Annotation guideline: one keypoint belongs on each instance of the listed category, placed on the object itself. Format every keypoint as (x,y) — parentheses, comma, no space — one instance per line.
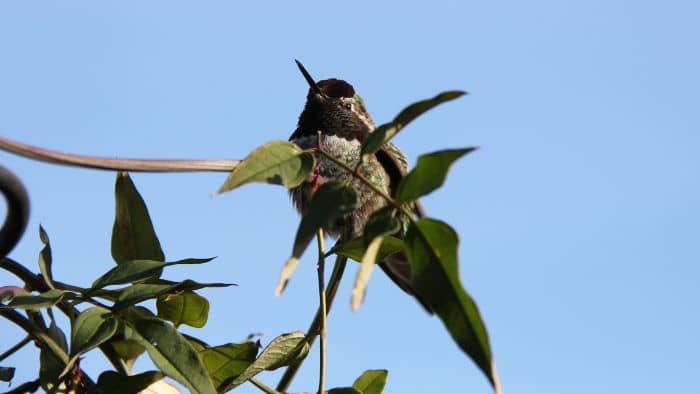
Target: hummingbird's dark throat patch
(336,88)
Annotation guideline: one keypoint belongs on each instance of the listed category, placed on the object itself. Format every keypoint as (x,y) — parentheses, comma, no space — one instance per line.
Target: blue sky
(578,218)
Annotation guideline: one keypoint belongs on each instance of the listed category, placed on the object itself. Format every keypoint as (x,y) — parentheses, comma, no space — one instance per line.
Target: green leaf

########

▸ **WHAT TO DO**: Please copy every one of the records above word for word, leaving out the pictures.

▸ **THE RESULT**:
Annotation guideline: one keypoint belongs on each instance of the listed category, placed on the object itself. Format every keypoint as (x,y) — parentheses, comma, no space — one instance per line.
Target: hummingbird's dark throat patch
(336,88)
Annotation guideline: one keypoint belongs on each instance of the listed category, placed on the object itself. Format every keypoint as (x,y) — parentheses, comma, no space — one instance per line.
Target: blue sky
(578,218)
Annotation guideline: one keypoint belongs on each instance of the listed category, placed on the object itself. Format every keypoint as (x,y) — parentheses, comma, no space — one instance per line.
Target: green leaf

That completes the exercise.